··· VERSTREKTE GEGEVENS ···

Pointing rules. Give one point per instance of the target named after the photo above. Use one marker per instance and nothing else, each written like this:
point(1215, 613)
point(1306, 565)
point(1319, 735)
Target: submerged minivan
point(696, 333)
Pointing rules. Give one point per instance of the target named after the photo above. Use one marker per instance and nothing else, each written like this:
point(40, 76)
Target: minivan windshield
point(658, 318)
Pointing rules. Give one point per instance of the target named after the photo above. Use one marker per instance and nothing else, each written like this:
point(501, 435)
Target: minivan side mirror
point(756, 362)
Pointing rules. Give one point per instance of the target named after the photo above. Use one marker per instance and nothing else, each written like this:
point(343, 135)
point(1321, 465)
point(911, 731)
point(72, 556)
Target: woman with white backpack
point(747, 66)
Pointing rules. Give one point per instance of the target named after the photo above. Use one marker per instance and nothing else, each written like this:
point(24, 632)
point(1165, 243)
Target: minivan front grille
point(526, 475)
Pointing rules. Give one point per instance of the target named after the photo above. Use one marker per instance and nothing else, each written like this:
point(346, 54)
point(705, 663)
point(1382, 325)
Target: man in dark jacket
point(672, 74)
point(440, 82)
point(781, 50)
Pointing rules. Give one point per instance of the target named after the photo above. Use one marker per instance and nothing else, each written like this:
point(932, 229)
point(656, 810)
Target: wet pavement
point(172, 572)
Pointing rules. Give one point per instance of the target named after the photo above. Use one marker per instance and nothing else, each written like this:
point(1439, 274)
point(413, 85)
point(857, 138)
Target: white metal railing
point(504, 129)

···

Schrijf alle bovenstaande gegevens woord voor woord over.

Pointing rules. Give one point per instance of the target named after the photo above. Use one marker per instance and nothing else, each written like this:
point(1215, 613)
point(1306, 565)
point(1319, 735)
Target: submerged minivan
point(696, 333)
Pointing rules. Give one point per instance of the target named after the photo above. Use one marker per instance and nothing else, each written like this:
point(40, 76)
Target: minivan windshield
point(658, 318)
Pointing rules. Give one point per instance of the target named after the photo above. Use one marker per instance and nothing else, each written like this:
point(501, 435)
Target: minivan side mirror
point(756, 362)
Pointing rules. Give one point per instance of the target named after the photo above. Use one marker per instance and nothing else, each written like this:
point(343, 135)
point(1321, 465)
point(911, 731)
point(72, 556)
Target: woman with white backpack
point(747, 66)
Pointing rules. Give one point per instance of the target named after the photo above. Use one marker per instance and nothing else, each written like this:
point(24, 632)
point(1165, 243)
Target: minivan front grille
point(526, 475)
Pointing rules. Give one point per instance of the target named after the photo above. Use one marker per instance and nothing else, each written like this:
point(346, 54)
point(705, 663)
point(1382, 325)
Target: man in dark jacket
point(672, 74)
point(440, 82)
point(781, 50)
Pointing rules. Give one point per instance of the target named after the photo above. Use one marker per instance and nothing else, each written like this:
point(932, 229)
point(656, 810)
Target: wet pavement
point(172, 572)
Pointing rules. Give one point per instance of the target named after the photo above. Use one marker per instance and nothing else, each written like this:
point(1439, 274)
point(413, 85)
point(857, 138)
Target: white metal railing
point(504, 129)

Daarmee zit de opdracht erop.